▶ **Task details**
Transcribe every record that appears below, exactly and in full.

━━━━━━━━━━━━━━━━━━━━

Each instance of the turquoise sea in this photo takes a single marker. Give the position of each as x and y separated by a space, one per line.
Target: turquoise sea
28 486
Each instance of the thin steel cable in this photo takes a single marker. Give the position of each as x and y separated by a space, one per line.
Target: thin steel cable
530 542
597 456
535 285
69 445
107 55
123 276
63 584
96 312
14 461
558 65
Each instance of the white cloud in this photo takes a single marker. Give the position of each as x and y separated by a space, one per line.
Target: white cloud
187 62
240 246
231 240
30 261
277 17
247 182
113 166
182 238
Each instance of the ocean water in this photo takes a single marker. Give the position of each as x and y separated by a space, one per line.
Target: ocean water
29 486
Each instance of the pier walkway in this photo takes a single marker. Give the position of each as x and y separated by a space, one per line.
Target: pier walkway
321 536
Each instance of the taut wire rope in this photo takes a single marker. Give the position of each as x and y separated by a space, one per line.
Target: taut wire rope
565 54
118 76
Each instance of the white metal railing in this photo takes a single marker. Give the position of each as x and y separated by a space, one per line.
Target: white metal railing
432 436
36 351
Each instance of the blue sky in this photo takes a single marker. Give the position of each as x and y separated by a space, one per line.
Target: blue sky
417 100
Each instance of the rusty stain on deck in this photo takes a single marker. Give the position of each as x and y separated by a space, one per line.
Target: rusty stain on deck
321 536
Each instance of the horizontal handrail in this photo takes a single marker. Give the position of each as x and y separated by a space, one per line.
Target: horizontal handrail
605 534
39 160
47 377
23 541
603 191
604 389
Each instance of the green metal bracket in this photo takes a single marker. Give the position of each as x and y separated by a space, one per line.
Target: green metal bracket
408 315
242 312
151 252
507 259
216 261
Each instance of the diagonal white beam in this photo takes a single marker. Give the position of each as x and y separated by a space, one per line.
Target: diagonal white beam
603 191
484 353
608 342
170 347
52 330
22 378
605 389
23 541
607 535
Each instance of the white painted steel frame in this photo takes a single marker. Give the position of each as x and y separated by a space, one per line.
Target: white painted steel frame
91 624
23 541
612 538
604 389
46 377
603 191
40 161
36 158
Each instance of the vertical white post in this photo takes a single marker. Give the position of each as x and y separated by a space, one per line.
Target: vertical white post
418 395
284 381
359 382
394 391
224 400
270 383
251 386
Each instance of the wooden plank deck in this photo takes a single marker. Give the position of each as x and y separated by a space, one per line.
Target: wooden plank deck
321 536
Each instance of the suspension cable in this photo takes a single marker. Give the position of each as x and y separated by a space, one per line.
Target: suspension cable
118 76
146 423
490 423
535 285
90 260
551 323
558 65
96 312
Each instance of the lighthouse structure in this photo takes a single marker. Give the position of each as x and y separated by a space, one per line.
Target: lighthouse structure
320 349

━━━━━━━━━━━━━━━━━━━━

▶ **Exercise result**
Each instance of the turquoise sea in this photo takes a single marker. Give the position of each as x and y separated by a space, one per line.
Target: turquoise sea
28 486
Each instance of the thin steel cable in this photo takes a single marker. Give the position of each as x and y separated by a space, one per line.
Target: thin steel cable
530 542
597 456
535 285
69 445
107 55
123 276
63 584
96 312
14 461
558 65
Each instance of the white cloud in this photo takes a single marker. Give the position of each as x and y separated by a space, one per line.
Target: white cloud
187 62
240 246
231 240
30 261
277 17
247 182
113 166
182 238
Each instance of the ocean water in this photo takes a single marker. Give the position of each as x and y separated by a space, one per line.
Target: ocean water
29 486
Each instance of the pier walkway in this photo takes a single marker. Give the position of each as x and y separated by a space, one per line.
Target: pier walkway
321 536
Each instance of the taut wire rope in this photo takes a single marker. Give the position of each as x and y separated by a space, one per line.
Target: taut wire rope
565 54
118 76
Each instance of the white metal railing in this photo takes a single marker. Give the position of each as x and y separated by a space, one per line.
Target: white metal railing
432 436
36 351
Each instance of the blue sky in this photo takes a single marker. Give the position of each as x and y separated by a space, one per line.
Target: blue sky
417 100
Each instance of the rusty stain on deck in this photo takes a single marker. Give the position of each as x and y separated by a space, one per line.
Target: rusty stain on deck
321 536
Each instance of the horizontal handrail in this photo takes a single marker. Give the position of each as x and y separated by a space, one per line.
Target: horizontal handrail
605 534
39 160
47 377
23 541
603 191
604 389
Each instance of the green metal bracket in this photo takes a single marker. Give the position of each as x and y separated by a space, one per line.
Target: green metal bracket
408 315
242 312
151 252
507 259
216 261
Each instance of the diagonal white beam in this photo takes a single marker. Give the position of each as x and y separated by a space, one per line.
Target: diagonal white beam
603 191
484 353
608 342
170 347
52 330
22 378
605 389
23 541
607 535
Each instance of the white painted steel frame in this photo takes a single marker. Give the position of each as x and y separated by a space, one per line.
Target: white painted steel frame
91 624
23 541
612 538
604 389
46 377
603 191
40 161
36 158
Each instance of the vertical white post in this photo takes a single marker. Give the position of each as x and y separated by a space, one per line.
Target: vertical white post
418 395
284 381
359 382
394 391
224 400
270 383
251 386
Each instance of the wooden plank deck in this photo takes a single marker. Give the position of each as x and y separated by a space, one per line.
Target: wooden plank deck
321 536
Each instance of the suspension cable in this photo takes a single marker. Give the position of each as x and y separated by a space, one per line.
Target: suspension cable
118 76
146 423
490 423
535 285
90 260
551 323
558 65
96 312
Each instance of the lighthouse structure in this photo takes a single marker. Give the position of each as x and y separated by a space, one per line.
Target: lighthouse structure
320 349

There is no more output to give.